ロクマルでいこう、60でGo!

" AS SLOW AS POSSIBLE AND AS FIRST AS NECESSARY "

ランドクルーザーにはアフリカ大陸を制する資格があった

2016年06月20日 | LANDCRUISER

 この写真は1987年のアフリカサファリにて、ランドクルーザーFJ45の上部に立っているのは Original Wheels Afield 誌の発行者であるRobert E. Petersen 夫婦。

 今日の話題は昨日のクーガン氏の文章の後半をまとめたもの。その話題の中心はアフリカサファリにおけるToyota Landcruiserを実際に酷使してみての所感である。9ヶ月間の間一度もアスファルトを踏む事がなかった我がサファリビークルであるFJ45は常に4x4の機能が要求され続けた。そこはブッシュ(茂み)、草原、そして水場のOkavango Delta地帯や、暑く乾燥した Kalahari Desert などである。車体の前方の下部にある前輪のディフレンシャルやタイロッドなどはシャーシーブラックが擦れ落ちてポリッシュを施した様に鉄が肌を見せて銀色に照っていた。

 雨季になるとあちこちで洪水が発生、その度に何度も深い水の中を走行した。ランドクルーザーで水の中を走る行為を我々は “Puddle Jumpers” と呼んでいた。ランドクルーザーのイグニッション、電気システムはとても水に強い。時にボンネットの上まで水に浸かる事が何度かあったがそれでもエンジンは停止する事無く回り続け難所を超える事が出来た。

■ 取り組む課題
A: ランドクルーザーの記事によると、FJ45が一度もアスファルトを踏まなかった期間はどれくらいですか？
B: ランドクルーザーの記事から、「ロクマルでいこう、60でGo!」から「E. Petersen 夫婦。」までをそのまま書き写して返してください。
答えはランドクルーザーの記事だけに基づいてください。

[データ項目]
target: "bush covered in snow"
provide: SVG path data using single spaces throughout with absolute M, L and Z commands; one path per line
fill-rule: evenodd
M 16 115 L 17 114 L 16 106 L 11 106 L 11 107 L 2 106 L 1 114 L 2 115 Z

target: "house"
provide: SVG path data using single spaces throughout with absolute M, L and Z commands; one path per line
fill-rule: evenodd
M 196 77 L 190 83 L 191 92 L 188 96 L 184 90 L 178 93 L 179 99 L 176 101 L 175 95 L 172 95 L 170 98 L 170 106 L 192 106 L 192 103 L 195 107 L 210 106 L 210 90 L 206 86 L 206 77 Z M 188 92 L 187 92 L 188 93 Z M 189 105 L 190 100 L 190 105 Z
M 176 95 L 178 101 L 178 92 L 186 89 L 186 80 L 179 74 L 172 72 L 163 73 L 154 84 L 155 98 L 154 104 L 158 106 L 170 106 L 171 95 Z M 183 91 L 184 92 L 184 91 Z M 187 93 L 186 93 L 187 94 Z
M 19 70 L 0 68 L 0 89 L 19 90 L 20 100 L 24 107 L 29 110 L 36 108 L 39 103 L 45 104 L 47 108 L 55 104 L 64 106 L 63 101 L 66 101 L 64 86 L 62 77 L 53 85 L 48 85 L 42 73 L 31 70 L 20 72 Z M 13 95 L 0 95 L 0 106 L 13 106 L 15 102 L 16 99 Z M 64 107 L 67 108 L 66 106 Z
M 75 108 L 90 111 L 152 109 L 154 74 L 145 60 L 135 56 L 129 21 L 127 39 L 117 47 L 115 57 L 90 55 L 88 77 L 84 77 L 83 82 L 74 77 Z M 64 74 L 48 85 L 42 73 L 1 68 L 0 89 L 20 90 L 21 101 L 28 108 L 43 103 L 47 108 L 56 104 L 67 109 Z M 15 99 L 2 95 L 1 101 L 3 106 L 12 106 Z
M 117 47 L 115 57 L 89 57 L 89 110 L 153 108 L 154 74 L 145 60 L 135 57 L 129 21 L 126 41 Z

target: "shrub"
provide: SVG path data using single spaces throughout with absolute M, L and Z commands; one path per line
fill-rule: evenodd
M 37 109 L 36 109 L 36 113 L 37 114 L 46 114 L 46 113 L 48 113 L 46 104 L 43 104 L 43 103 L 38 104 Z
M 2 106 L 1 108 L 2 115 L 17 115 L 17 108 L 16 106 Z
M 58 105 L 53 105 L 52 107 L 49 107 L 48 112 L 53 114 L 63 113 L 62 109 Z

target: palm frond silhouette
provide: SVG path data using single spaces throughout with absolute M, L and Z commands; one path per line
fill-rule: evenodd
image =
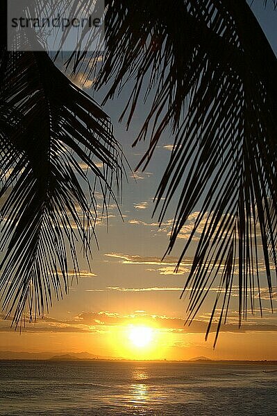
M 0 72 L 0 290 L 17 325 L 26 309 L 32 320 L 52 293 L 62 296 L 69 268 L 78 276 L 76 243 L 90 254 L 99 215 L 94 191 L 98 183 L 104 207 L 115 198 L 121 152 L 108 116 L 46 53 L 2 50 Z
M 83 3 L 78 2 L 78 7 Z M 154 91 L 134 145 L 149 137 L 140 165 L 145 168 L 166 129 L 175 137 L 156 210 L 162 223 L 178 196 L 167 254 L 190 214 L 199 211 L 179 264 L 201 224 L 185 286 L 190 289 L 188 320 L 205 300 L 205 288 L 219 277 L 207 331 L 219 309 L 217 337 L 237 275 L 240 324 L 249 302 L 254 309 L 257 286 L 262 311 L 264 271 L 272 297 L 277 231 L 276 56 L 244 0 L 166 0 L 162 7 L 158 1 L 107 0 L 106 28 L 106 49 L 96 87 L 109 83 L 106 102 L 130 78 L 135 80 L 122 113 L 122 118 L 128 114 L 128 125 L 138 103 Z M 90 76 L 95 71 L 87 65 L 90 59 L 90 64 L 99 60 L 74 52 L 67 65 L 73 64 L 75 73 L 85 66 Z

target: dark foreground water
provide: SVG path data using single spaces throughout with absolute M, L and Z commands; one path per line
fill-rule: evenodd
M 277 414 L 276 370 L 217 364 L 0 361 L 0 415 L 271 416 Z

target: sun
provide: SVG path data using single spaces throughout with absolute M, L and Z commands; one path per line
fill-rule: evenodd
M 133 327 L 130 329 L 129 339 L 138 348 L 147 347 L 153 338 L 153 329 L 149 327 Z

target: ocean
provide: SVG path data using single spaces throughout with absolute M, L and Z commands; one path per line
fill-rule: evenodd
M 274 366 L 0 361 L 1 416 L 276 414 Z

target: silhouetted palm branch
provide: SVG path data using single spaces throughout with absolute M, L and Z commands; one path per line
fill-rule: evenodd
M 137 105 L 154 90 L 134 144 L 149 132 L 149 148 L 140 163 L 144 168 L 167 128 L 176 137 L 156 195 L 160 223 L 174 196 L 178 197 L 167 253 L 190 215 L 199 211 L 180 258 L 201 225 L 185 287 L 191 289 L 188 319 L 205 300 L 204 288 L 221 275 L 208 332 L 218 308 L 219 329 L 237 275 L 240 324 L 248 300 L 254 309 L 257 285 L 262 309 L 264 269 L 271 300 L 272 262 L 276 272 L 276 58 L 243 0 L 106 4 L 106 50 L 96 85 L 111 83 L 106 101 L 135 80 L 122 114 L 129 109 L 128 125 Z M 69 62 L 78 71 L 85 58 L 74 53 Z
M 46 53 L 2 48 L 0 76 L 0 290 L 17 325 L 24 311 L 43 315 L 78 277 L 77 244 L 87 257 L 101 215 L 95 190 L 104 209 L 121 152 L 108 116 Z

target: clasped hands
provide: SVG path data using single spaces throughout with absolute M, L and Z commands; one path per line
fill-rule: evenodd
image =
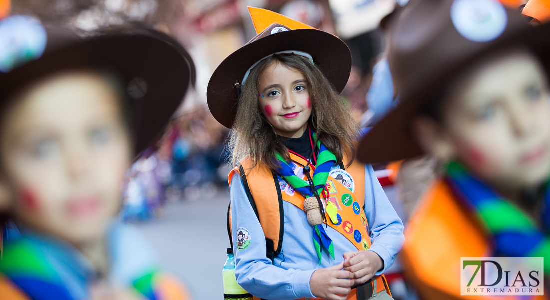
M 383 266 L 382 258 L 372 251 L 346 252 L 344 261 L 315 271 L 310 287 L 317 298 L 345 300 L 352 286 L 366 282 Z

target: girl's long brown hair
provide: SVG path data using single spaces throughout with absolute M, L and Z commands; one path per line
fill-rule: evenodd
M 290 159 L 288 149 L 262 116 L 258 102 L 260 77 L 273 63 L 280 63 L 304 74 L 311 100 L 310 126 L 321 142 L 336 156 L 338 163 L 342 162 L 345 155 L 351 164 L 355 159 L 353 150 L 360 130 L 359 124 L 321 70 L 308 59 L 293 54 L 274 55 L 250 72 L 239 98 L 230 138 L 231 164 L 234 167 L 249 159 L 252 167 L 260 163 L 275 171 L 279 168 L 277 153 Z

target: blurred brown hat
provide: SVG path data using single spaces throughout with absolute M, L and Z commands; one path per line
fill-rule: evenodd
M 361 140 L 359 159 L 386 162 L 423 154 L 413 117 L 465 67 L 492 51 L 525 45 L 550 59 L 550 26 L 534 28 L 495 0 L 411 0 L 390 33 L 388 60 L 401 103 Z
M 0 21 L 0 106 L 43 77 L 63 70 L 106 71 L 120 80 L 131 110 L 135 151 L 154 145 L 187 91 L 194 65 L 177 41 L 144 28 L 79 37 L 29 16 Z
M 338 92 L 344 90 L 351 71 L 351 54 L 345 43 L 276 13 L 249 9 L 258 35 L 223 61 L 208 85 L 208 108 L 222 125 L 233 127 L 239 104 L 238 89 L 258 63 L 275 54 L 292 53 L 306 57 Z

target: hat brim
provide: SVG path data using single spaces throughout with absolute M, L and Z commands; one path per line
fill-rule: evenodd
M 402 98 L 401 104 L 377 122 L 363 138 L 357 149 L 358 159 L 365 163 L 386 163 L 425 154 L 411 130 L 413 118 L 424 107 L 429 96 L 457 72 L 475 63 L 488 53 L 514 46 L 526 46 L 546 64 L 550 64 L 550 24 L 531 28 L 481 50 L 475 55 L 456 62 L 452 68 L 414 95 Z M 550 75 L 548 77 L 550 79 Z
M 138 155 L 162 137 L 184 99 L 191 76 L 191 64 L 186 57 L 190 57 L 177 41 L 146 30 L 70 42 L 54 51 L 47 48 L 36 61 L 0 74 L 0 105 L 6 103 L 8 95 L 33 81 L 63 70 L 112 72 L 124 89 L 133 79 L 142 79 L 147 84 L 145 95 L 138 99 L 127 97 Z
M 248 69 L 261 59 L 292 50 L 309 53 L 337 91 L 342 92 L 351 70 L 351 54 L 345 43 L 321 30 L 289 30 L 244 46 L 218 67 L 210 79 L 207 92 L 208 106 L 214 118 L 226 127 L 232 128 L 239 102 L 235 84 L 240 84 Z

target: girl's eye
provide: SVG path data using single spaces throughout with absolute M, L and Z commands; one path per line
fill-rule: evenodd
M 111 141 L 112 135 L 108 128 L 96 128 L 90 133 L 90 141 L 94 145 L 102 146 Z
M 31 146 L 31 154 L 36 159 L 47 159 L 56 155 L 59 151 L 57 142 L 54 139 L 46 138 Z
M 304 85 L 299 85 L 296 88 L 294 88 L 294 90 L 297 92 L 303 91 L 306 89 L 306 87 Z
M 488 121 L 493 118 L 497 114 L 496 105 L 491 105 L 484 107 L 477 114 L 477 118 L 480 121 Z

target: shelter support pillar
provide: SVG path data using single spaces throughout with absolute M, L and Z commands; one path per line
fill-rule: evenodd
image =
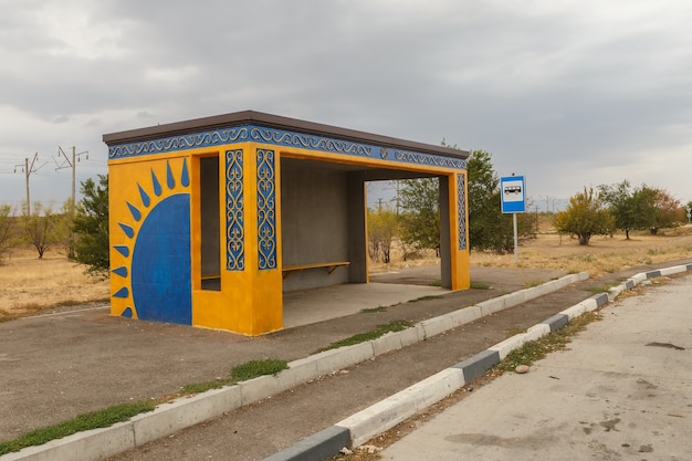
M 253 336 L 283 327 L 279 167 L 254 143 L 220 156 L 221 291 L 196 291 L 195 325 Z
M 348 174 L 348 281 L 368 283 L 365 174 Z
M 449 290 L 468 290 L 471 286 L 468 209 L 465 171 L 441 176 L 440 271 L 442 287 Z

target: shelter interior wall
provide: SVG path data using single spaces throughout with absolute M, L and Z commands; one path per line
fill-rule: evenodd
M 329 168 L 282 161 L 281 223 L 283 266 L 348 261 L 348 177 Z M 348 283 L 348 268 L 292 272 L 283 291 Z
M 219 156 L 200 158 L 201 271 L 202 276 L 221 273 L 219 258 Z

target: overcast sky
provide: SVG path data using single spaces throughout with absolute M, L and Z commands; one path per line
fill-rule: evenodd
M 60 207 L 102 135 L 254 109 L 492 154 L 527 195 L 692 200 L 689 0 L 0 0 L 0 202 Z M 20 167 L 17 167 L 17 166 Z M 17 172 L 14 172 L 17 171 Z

==

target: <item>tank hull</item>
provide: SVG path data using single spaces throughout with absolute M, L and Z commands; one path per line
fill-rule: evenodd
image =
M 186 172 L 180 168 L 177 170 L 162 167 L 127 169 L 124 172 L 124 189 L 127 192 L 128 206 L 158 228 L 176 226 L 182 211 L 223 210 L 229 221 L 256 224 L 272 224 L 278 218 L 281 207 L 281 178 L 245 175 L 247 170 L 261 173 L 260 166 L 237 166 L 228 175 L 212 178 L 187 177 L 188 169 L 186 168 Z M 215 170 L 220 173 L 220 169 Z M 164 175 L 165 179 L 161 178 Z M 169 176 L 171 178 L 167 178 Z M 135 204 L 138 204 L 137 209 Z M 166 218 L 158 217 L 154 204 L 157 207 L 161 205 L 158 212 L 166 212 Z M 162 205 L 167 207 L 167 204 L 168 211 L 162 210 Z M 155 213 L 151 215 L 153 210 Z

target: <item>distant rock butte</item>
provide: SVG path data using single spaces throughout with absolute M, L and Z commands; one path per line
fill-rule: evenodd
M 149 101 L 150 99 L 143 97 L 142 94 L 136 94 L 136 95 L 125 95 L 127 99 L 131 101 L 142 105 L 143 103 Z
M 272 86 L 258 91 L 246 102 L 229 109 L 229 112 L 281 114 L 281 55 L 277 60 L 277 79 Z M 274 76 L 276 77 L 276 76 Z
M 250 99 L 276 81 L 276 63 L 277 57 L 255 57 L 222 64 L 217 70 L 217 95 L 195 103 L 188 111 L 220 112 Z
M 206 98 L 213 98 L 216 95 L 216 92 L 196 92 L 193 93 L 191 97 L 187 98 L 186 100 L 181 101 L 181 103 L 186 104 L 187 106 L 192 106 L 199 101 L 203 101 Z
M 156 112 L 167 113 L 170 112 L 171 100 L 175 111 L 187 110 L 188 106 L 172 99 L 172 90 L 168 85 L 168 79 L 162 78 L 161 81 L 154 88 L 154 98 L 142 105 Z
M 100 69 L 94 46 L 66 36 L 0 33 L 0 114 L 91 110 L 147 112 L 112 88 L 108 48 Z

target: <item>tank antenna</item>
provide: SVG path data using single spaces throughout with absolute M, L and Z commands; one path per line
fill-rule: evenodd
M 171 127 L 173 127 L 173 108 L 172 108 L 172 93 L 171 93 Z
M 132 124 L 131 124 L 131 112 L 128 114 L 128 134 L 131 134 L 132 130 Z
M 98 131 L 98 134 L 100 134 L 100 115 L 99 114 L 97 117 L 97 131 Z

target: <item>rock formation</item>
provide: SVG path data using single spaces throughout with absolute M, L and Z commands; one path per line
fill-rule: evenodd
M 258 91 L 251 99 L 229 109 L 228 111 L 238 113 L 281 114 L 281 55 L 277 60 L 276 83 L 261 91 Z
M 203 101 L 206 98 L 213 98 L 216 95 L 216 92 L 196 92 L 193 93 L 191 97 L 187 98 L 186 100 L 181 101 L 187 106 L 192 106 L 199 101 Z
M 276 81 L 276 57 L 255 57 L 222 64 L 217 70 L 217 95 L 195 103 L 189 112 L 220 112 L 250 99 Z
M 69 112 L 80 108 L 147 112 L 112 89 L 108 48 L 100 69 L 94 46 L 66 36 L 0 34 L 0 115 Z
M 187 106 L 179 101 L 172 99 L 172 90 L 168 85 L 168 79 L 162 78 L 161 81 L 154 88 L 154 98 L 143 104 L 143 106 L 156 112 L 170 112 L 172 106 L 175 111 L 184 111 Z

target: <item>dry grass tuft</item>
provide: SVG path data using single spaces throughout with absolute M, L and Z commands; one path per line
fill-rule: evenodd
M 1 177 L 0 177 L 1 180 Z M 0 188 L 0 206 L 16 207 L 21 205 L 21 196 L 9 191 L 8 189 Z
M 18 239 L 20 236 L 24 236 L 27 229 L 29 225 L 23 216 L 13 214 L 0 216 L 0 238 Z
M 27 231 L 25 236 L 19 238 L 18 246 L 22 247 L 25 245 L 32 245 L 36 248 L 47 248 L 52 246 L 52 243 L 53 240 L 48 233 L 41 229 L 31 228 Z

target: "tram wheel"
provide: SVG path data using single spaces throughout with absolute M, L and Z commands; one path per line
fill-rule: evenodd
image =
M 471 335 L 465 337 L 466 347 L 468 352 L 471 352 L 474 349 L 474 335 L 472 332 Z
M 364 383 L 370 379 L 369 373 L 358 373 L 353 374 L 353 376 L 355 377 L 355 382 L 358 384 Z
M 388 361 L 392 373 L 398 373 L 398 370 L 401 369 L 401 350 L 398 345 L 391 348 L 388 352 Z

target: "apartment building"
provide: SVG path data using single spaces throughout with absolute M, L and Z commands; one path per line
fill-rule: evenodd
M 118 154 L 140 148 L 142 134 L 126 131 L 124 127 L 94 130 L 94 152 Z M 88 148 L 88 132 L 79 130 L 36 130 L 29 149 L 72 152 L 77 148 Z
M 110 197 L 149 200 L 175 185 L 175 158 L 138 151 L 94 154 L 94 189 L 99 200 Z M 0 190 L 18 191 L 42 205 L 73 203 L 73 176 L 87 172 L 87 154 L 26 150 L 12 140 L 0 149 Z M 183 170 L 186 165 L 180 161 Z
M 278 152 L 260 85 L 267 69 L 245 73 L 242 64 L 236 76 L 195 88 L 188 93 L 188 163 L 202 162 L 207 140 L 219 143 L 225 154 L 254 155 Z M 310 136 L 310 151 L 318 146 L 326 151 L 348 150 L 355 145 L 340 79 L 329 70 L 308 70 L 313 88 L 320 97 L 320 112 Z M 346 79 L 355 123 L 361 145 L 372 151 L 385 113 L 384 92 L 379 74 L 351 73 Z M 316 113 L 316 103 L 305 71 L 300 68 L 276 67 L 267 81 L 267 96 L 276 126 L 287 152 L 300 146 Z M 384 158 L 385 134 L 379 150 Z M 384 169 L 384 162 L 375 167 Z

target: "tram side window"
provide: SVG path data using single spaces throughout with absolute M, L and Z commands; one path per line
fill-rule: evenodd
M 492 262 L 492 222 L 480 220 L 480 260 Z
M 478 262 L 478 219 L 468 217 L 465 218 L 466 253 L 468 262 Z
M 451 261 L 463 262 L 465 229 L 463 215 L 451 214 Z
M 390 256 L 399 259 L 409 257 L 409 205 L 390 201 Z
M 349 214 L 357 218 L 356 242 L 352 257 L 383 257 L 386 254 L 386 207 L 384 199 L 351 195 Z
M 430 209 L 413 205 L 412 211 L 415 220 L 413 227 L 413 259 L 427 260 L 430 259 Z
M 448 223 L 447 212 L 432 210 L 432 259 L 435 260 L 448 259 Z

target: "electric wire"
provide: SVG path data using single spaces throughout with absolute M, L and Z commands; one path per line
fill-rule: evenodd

■ 課題の解答
A: 9ヶ月間です。

B:
ロクマルでいこう、60でGo!

" AS SLOW AS POSSIBLE AND AS FIRST AS NECESSARY "

ランドクルーザーにはアフリカ大陸を制する資格があった

2016年06月20日 | LANDCRUISER

 この写真は1987年のアフリカサファリにて、ランドクルーザーFJ45の上部に立っているのは Original Wheels Afield 誌の発行者であるRobert E. Petersen 夫婦。